Texto proporcionado
Aquel disco se llamó genéricamente Caraballo mató un gallo (Movieplay, 1975). En él, además de la canción que le da título, basasada en un texto popular, Manuel incluyó cinco temas propios –Sobre el tiempo y el mar, El caballo Camilo, El tambor de Gutiérrez, Muerte del negro Cala y la extraordinaria canción Carta del soldado. Estas canciones se complementaron con tres magníficas versiones: una sobre el poema “Caminando”, de Nicolás Guillén –musicalizado por Manuel–; otra, de la canción de los Olivareños titulada El candombe nacional, y una deliciosa interpretación del canto popular conocido como Duerme, negrito. Por aquellas mismas fechas, Gonzalo Reig –cofundador del grupo Calchakis– diseñó y abrió un local en pleno Madrid de los Austrias, al pie del Viaducto, llamado Toldería; local que llegó a convertirse, durante los años setenta y ochenta, en una especie de templo de la música latinoamericana. Manuel Picón y Olga Manzano, tras participar en la inauguración de aquel local, lo convirtieron en una especie de segunda casa a la que acudíamos todos a escucharlos y a disfrutar de sus canciones.
“Por los laberintos del Madrid antiguo –comentaba Manuel–, bajo los arcos que sostienen el Viaducto, está Toldería, enclavada en las bases de un viejo edificio esquinero. No es más que un boliche; sin embargo, para nosotros, se ha convertido en una suerte de puerto nocturno donde el músico sudamericano que llega a España recala, abraza viejos amigos, hace otros nuevos, canta, deja su grano de arena, recoge aliento y sigue hacia el norte, o bien, se afinca. Estos trashumantes de guitarra al brazo han ido dejando un sedimento que se respira en la semipenumbra de la sala. Noche a noche, sin que nadie lo proponga, el clima se forma, el rito se cumple, natural, entrañable, sin otro rigor que el culto a la música del lejano continente”. En 1977, aparecieron en el mercado, publicados por Fonomusic dos nuevos discos de Olga y Manuel: Aguardiente y Papá Bolero, auténtica joya que hemos rescatado ahora, dentro de la colección El canto emigrado de América Latina, como homenaje a Manuel.
A aquellos dos discos –y siempre con Gonzalo García Pelayo como productor–, los siguieron Guarda el nombre de este amor (Fonomusic, 1978) y Los versos del capitán (Fonomusic, 1979, bellísimo disco en el que Manuel musicalizó e interpretó, junto con Olga, diez de los poemas de amor integrados en el libro que Pablo Neruda escribió con ese mismo título; sin lugar a dudas, el mejor disco editado en España sobre canciones basadas en versos del gran poeta chileno. El mismo año de la grabación de Los versos del capitán nació Nagot, tercer hijo del matrimonio. En la década de los años ochenta, el trabajo creador que desarrollaron Olga y Manuel fue muy intenso: aparte de sus continuas actuaciones por toda España, grabaron cuatro nuevos discos y estrenaron cuatro espectáculos teatro-musicales.

Material proporcionado
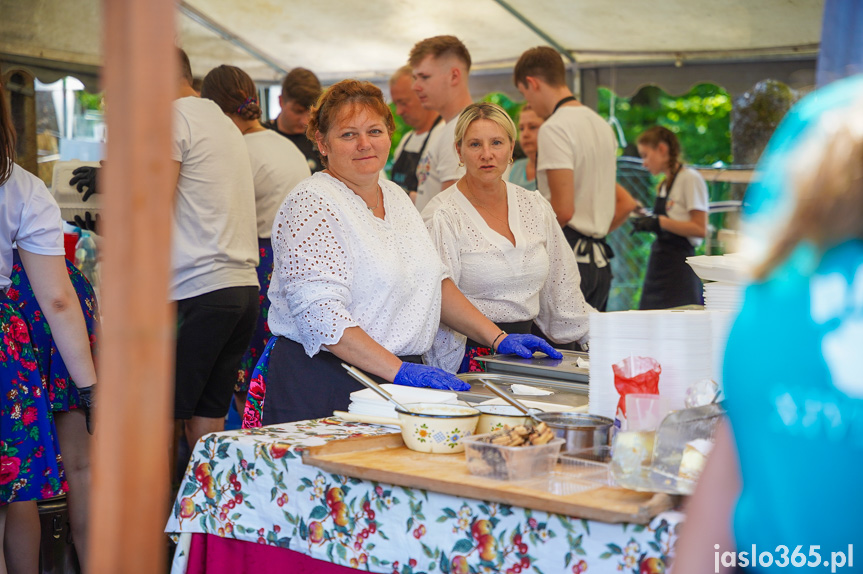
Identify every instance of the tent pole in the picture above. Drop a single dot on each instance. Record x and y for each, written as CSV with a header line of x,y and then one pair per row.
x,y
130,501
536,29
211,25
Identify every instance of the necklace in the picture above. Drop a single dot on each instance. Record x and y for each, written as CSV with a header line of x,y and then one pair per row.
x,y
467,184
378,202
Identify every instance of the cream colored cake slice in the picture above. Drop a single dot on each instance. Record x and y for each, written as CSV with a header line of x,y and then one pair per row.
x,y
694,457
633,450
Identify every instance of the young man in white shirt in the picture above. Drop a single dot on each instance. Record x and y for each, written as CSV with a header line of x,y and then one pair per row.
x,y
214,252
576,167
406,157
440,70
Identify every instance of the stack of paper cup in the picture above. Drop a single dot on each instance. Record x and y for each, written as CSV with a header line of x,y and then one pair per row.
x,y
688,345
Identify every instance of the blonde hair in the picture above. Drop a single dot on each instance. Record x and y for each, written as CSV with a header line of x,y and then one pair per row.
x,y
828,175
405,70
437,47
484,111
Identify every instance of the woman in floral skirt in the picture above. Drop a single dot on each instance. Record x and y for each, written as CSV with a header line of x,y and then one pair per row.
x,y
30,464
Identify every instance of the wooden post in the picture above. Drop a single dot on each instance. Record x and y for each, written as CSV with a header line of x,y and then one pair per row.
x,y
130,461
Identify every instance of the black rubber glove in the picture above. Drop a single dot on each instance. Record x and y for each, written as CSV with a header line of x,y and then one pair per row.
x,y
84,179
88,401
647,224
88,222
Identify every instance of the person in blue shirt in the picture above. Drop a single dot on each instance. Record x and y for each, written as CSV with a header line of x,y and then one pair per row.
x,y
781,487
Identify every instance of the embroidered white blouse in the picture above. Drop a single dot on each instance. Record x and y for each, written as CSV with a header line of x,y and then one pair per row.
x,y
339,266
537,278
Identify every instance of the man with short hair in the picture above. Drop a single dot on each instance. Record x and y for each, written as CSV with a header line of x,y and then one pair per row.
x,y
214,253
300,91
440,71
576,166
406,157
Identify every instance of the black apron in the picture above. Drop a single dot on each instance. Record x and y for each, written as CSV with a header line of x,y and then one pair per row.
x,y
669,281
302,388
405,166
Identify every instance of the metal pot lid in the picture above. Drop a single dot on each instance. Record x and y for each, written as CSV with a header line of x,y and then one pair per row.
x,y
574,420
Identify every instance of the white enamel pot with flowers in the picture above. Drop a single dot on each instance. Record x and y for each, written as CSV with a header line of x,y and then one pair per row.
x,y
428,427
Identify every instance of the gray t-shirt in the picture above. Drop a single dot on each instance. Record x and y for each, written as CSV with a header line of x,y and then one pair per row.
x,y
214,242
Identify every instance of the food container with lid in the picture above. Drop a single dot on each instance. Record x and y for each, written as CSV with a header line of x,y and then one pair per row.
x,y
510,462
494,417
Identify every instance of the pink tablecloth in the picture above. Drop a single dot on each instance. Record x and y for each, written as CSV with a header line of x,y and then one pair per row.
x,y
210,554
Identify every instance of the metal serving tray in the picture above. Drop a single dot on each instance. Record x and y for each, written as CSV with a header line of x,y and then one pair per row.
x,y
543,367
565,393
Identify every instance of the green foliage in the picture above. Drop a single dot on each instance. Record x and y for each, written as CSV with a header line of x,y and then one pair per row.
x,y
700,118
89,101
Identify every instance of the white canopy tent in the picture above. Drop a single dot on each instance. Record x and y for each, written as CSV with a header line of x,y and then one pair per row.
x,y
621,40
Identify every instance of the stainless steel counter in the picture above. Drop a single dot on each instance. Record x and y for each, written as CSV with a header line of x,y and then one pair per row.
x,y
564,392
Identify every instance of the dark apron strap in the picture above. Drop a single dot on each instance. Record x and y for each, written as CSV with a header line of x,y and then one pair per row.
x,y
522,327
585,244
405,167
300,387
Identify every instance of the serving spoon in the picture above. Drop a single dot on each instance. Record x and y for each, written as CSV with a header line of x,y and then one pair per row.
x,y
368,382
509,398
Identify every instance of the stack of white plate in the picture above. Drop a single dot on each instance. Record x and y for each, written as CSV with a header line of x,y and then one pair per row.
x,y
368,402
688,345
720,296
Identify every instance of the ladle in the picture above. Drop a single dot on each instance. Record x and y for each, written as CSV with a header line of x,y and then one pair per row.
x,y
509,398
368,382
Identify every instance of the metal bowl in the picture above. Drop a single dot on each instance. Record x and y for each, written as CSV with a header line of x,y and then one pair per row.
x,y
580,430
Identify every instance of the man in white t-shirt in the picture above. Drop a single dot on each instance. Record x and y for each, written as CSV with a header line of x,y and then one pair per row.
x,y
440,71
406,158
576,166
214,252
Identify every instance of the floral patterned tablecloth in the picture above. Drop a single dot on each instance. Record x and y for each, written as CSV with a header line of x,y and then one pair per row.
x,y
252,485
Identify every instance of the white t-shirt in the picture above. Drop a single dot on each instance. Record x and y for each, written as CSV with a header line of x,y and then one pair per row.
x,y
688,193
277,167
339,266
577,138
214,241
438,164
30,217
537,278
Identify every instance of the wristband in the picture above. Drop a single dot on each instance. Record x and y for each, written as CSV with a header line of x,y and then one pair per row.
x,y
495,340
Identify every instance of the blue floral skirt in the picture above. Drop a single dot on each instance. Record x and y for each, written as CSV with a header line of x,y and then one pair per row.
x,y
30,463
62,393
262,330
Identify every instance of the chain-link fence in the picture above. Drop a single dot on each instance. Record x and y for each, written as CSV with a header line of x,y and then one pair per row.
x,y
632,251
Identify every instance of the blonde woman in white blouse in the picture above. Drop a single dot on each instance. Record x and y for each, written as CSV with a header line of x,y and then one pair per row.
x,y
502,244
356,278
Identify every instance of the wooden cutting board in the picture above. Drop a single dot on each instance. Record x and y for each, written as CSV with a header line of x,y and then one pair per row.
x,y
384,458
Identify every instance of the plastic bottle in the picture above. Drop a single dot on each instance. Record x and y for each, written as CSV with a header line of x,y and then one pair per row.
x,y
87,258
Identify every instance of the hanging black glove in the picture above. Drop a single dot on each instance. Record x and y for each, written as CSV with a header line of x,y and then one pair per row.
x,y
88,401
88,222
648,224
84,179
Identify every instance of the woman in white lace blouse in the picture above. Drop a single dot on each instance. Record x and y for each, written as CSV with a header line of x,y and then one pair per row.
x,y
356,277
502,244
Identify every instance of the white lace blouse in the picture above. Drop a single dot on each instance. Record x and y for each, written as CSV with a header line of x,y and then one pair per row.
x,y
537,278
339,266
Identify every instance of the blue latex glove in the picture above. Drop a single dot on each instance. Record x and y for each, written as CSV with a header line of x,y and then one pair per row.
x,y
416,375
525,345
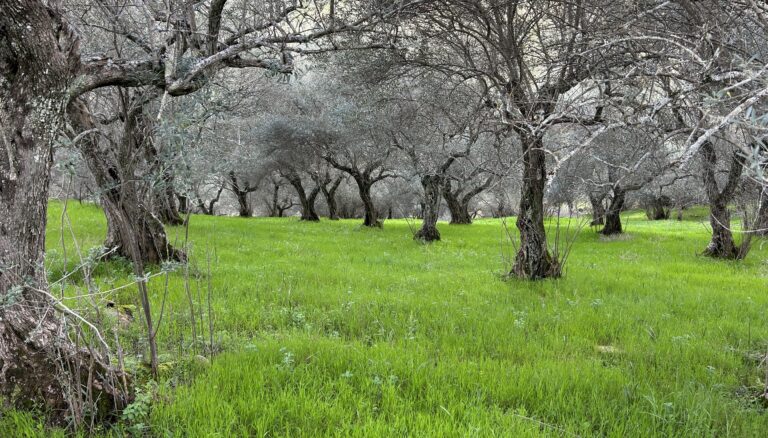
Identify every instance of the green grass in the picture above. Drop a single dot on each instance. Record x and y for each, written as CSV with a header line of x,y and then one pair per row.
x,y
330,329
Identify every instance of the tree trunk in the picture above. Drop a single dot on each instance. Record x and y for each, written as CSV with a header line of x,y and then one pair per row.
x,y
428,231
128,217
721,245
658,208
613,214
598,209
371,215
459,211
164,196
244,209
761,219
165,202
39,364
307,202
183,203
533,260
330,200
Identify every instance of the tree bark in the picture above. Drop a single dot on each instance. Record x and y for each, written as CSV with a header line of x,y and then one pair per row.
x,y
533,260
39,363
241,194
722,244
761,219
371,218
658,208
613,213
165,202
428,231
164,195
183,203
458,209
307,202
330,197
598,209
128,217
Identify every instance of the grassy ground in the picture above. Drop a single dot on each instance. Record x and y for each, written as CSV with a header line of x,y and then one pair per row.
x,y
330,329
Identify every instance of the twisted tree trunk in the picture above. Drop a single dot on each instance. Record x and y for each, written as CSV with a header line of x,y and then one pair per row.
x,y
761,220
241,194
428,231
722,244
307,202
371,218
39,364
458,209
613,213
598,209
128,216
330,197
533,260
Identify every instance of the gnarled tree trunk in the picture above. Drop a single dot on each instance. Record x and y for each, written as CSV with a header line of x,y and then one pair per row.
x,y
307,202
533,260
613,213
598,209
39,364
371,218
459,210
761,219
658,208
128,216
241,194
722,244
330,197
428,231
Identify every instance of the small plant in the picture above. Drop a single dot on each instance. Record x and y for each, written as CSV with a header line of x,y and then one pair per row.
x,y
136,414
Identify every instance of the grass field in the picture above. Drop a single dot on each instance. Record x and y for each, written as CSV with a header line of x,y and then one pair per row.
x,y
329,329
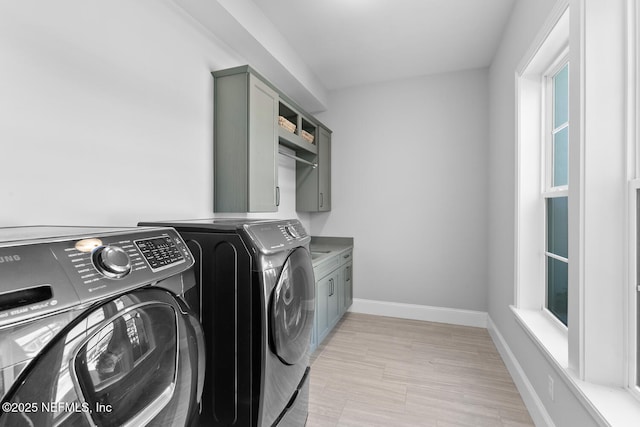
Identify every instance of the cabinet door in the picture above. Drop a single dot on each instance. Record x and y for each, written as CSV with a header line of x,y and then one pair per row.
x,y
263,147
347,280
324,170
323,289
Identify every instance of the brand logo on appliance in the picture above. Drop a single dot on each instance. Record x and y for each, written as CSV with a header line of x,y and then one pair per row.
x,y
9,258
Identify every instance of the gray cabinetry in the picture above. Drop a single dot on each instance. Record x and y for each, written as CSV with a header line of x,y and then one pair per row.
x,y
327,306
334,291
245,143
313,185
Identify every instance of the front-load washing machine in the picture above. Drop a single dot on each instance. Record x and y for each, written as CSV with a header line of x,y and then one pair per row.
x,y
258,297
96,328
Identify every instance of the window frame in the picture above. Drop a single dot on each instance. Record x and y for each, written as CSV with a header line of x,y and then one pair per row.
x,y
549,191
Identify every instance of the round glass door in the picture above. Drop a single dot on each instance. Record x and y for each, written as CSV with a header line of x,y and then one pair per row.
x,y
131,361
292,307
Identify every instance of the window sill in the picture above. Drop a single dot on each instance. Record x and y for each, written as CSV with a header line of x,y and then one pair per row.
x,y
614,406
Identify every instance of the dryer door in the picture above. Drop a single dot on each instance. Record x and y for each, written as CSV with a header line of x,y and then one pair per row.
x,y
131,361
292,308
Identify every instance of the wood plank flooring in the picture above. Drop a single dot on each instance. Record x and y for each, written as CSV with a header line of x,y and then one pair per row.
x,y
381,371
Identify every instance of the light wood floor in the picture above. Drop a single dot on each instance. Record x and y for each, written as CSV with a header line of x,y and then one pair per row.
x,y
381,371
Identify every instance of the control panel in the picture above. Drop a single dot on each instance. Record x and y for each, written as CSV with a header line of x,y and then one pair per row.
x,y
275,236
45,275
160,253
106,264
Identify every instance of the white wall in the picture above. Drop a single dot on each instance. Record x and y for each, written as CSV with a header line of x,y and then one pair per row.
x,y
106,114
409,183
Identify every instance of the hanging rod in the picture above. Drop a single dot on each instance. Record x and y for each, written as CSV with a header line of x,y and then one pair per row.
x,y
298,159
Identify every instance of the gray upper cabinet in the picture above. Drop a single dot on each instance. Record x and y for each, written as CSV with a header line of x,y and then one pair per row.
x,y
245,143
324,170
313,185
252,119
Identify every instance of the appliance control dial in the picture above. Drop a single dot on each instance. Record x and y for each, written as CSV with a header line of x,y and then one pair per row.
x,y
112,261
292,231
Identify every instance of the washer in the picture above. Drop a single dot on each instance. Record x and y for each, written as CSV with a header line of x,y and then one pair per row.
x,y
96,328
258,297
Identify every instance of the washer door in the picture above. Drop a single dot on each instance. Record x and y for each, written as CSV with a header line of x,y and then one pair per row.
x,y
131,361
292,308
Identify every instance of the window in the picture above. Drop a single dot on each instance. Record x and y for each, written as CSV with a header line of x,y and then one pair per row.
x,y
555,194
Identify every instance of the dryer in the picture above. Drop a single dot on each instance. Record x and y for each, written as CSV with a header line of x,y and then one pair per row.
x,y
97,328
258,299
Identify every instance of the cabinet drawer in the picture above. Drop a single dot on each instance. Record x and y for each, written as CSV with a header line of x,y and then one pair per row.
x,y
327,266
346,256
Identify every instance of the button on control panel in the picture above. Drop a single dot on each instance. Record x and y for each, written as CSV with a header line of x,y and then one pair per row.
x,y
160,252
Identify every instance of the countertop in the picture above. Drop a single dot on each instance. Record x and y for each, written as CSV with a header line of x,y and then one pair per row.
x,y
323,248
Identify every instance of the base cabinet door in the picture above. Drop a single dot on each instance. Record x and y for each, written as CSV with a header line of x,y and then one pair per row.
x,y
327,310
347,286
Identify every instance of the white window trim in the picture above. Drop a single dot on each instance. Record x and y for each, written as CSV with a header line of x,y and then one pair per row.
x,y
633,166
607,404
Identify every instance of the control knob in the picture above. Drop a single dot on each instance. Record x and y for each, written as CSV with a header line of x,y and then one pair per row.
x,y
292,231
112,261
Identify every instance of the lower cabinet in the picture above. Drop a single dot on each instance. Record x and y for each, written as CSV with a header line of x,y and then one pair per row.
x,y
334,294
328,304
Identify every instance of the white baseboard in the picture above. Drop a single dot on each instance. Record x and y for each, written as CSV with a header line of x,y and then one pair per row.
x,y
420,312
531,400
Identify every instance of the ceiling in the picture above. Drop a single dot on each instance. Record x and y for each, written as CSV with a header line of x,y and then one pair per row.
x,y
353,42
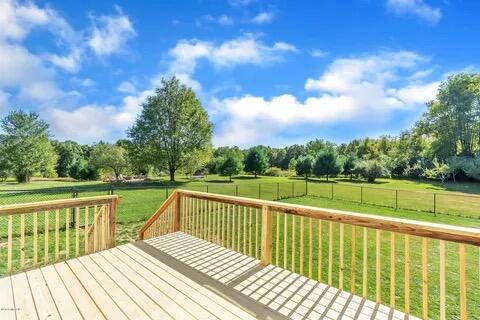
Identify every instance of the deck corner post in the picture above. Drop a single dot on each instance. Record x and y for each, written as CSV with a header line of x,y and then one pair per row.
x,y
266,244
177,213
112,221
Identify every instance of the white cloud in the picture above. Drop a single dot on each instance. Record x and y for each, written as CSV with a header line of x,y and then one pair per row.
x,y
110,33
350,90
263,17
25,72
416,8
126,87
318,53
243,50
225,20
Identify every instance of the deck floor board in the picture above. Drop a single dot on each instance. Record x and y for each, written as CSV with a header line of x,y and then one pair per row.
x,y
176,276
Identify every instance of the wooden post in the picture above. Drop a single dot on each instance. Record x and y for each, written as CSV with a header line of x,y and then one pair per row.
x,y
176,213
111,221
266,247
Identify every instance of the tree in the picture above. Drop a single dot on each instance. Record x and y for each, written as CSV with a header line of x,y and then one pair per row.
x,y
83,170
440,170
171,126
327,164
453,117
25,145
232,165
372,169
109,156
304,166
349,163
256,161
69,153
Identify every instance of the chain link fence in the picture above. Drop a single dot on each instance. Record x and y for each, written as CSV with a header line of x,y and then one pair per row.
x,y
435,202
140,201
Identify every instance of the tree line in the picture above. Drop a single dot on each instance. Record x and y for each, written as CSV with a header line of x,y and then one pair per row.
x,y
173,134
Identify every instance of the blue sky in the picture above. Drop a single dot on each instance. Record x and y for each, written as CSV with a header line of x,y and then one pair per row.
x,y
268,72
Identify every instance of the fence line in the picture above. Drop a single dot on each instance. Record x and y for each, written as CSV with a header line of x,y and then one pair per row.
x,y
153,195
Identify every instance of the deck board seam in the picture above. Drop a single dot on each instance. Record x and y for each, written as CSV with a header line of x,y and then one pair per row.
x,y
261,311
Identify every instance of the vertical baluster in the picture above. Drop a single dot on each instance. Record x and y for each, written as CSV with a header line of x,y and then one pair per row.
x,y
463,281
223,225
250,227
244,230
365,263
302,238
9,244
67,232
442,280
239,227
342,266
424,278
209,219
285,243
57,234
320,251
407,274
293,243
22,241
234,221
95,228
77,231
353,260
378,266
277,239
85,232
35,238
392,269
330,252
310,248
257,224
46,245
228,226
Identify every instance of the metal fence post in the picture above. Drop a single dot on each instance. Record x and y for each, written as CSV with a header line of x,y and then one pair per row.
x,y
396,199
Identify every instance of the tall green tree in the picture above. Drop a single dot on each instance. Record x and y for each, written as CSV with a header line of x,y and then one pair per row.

Conjunto de tareas
1: Reproduce el fragmento del texto sobre Olga y Manuel que empieza con las palabras "A aquellos dos" y termina con "cuatro espectáculos teatro-musicales.", pero cambia "Fonomusic" por "Movieplay".
2: Según el texto sobre Olga y Manuel, ¿cómo se llamó el tercer hijo del matrimonio?
3: Indica si cada afirmación coincide con el texto sobre Olga y Manuel y cita las palabras que lo deciden. (a) Caraballo mató un gallo salió con Movieplay en 1975. (b) En Los versos del capitán, Manuel musicalizó doce poemas de Neruda. (c) Toldería se abrió en Barcelona.

Resultados por tarea
1:
A aquellos dos discos –y siempre con Gonzalo García Pelayo como productor–, los siguieron Guarda el nombre de este amor (Movieplay, 1978) y Los versos del capitán (Movieplay, 1979, bellísimo disco en el que Manuel musicalizó e interpretó, junto con Olga, diez de los poemas de amor integrados en el libro que Pablo Neruda escribió con ese mismo título; sin lugar a dudas, el mejor disco editado en España sobre canciones basadas en versos del gran poeta chileno. El mismo año de la grabación de Los versos del capitán nació Nagot, tercer hijo del matrimonio. En la década de los años ochenta, el trabajo creador que desarrollaron Olga y Manuel fue muy intenso: aparte de sus continuas actuaciones por toda España, grabaron cuatro nuevos discos y estrenaron cuatro espectáculos teatro-musicales.

2: Nagot.

3:
(a) Sí: «Caraballo mató un gallo (Movieplay, 1975)».
(b) No: «diez de los poemas de amor».
(c) No: «en pleno Madrid de los Austrias».